### TASK TO CARRY OUT
Please rewrite the items from the line that has "Task: identify the white church" through the last item, changing "tripadvisor logo" to "logo" and leaving everything else as it is.

+===+

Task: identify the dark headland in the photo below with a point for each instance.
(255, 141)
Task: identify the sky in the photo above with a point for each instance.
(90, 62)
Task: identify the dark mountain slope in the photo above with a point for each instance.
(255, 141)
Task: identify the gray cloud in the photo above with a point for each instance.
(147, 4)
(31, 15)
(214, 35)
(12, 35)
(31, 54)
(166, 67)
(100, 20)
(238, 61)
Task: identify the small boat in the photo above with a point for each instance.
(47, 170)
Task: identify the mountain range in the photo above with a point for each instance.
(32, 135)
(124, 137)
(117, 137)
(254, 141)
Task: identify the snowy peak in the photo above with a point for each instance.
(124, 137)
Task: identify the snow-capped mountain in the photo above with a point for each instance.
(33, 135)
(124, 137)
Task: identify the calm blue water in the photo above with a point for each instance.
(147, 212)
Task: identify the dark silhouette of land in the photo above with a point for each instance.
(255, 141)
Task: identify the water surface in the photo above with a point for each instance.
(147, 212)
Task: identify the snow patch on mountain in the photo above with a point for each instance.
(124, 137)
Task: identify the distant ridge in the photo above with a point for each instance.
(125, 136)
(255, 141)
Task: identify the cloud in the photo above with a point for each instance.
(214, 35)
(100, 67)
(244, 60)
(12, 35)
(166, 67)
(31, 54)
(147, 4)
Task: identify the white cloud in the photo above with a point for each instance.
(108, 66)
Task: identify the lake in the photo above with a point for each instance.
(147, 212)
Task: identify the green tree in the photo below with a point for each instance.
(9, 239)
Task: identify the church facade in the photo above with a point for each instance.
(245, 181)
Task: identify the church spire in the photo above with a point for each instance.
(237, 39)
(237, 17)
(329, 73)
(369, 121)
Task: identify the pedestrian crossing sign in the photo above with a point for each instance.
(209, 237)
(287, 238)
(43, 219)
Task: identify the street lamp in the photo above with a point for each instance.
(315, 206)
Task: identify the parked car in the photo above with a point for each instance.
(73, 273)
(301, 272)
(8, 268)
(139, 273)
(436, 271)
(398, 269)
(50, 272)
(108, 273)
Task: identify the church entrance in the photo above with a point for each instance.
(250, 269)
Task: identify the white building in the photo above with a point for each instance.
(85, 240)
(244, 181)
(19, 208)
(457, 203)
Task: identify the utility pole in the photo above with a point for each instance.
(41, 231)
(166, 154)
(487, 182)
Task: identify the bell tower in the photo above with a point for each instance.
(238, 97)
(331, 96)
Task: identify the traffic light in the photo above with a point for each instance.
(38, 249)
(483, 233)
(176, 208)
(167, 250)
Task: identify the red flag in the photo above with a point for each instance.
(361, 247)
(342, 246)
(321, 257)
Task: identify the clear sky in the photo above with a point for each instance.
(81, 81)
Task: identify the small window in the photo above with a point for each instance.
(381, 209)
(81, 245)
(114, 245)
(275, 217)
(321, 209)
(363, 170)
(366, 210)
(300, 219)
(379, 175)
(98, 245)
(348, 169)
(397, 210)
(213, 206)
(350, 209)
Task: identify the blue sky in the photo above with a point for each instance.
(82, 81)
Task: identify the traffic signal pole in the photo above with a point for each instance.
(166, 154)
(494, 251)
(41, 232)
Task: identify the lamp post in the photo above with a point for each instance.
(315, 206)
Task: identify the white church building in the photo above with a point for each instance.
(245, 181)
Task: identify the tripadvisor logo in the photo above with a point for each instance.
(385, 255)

+===+

### SOLUTION FOR THIS PROBLEM
Task: identify the white church building in the photo above with a point for each instance.
(245, 181)
Task: identify the logo in the photo above with a point for each instance.
(385, 255)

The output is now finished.